_Exercise brief:_ Print each entry in full, word for word, with no pictures in the result.

_Exercise data:_

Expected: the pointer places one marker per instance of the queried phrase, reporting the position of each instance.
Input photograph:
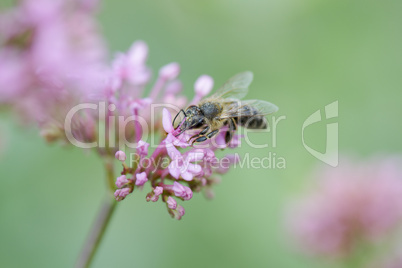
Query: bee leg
(212, 133)
(201, 133)
(181, 111)
(232, 129)
(201, 138)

_Solution below:_
Expected: the pointer places one marker per instance of the queried phrase, reporting the position of each instance.
Input photograph:
Query: bee leg
(212, 133)
(201, 133)
(181, 111)
(232, 129)
(201, 138)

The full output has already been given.